Task brief: Pull out each line of the listing that contains the string "straight", matching case exactly.

Outline listing

▬▬▬▬▬▬

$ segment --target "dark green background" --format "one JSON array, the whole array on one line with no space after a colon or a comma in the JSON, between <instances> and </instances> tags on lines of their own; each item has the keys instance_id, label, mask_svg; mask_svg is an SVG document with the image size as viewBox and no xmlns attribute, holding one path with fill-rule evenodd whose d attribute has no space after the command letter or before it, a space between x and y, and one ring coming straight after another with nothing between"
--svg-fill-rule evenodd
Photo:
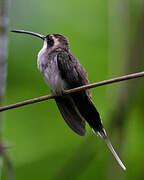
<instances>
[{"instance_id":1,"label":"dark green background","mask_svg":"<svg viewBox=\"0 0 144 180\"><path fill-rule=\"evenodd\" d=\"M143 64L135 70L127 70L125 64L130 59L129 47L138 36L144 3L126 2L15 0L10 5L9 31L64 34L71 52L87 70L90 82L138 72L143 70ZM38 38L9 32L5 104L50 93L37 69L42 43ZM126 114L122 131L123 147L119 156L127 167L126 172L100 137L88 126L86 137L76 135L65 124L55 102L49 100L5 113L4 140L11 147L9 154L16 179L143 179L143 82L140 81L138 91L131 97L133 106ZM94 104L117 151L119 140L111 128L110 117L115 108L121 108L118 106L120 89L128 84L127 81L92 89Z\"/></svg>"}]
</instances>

▬▬▬▬▬▬

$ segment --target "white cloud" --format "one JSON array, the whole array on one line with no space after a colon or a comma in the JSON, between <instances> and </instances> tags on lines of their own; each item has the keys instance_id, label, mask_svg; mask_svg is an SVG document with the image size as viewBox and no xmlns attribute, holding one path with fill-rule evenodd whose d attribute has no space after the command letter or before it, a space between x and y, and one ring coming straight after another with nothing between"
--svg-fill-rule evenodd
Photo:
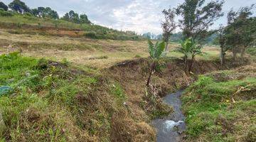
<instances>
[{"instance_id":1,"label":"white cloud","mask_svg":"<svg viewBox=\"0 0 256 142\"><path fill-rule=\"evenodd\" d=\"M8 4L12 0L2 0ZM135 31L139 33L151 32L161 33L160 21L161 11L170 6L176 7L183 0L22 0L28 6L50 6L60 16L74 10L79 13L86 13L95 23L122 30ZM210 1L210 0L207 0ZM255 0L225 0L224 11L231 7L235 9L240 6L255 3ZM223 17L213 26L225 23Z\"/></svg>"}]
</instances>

▬▬▬▬▬▬

Exercise output:
$ segment --target "dark green background" --format "one JSON array, the whole array on one line with no space after a colon or a comma in the JSON, between <instances> and </instances> tags on lines of their own; each item has the keys instance_id, label, mask_svg; mask_svg is an SVG document with the image size as viewBox and no xmlns attribute, holding one path with fill-rule evenodd whose d attribute has no space after the command letter or before it, a space between x and y, and one ring coming straight after another with nothing between"
$ segment --target "white cloud" --format "one JSON array, the whole array on one line with no space after a colon or a comma in the JSON, between <instances> and </instances> tags on lines of their own; each item has the keys instance_id, label, mask_svg; mask_svg is an SVG document with the image size as viewBox and no xmlns attribute, holding one path with fill-rule evenodd whose d attribute has no space after the command letter or before it, a space between x and y, and one ring coming straight after another with nothing between"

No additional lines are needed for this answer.